Given passage below:

Undergraduate students

This is a remarkable time to be a biologist. The 21st century will arguably be remembered as the “Century of Biology.” Boundless frontiers in such areas as genetics, cell, developmental and molecular biology, neurobiology and cognitive science, stem cell research, bioinformatics, biomaterials, environmental science and ecology, and evolution hold great promise for changing our lives in extraordinary ways. Rutgers, as a major research university in New Jersey, is firmly positioned as one of the key contributors to the shaping of the “Century of Biology.” We confidently believe that the undergraduate biology student at Rutgers will not only be a beneficiary of this exciting environment but also a potential contributor to it.

Biology instruction has evolved significantly in recent years. These changes reflect the intellectual revolution of the last decade, as well as the technical advances that have expanded greatly the tools available to life scientists. Today, students studying biology at Rutgers–New Brunswick experience an exciting atmosphere of learning that exposes them to the concepts and methods of these intellectual and technological advances. The students have open to them a wealth of learning opportunities, ranging from inspiring lecture presentations to original and cutting-edge research opportunities in state-of-the-art laboratories. An excellent instructional program made possible by first rate life sciences faculty, use of interactive teaching tools, and modern instructional laboratory equipment, reflects the university’s commitment to provide its students with the best learning environment. Along with our dedication to a strong instructional mission, we are committed to providing our students with a comprehensive advising program.

The major in Biological Sciences is a program offered by the Division of Life Sciences. Because this program shares a Core Curriculum with the three department-based majors in the Division of Life Sciences (Cell Biology and Neuroscience; Genetics; Molecular Biology and Biochemistry), all students end up with the same solid background. While a distinct advantage of the Biological Sciences major is the flexibility it affords the student in designing a course of study in biology beyond the Core Curriculum, our objective is that our graduates should end up with not only a solid foundation in biological sciences but also a suitable preparation for their intended post-baccalaureate career.

End of Given passage.
Data for analysis below:

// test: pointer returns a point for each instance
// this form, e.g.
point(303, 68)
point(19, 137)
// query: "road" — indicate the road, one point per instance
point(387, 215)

End of Data for analysis.

Directions
In the Rutgers undergraduate biology passage, reproduce word for word the part that opens with the words "The major in" and closes with "intended post-baccalaureate career.".

Task response
The major in Biological Sciences is a program offered by the Division of Life Sciences. Because this program shares a Core Curriculum with the three department-based majors in the Division of Life Sciences (Cell Biology and Neuroscience; Genetics; Molecular Biology and Biochemistry), all students end up with the same solid background. While a distinct advantage of the Biological Sciences major is the flexibility it affords the student in designing a course of study in biology beyond the Core Curriculum, our objective is that our graduates should end up with not only a solid foundation in biological sciences but also a suitable preparation for their intended post-baccalaureate career.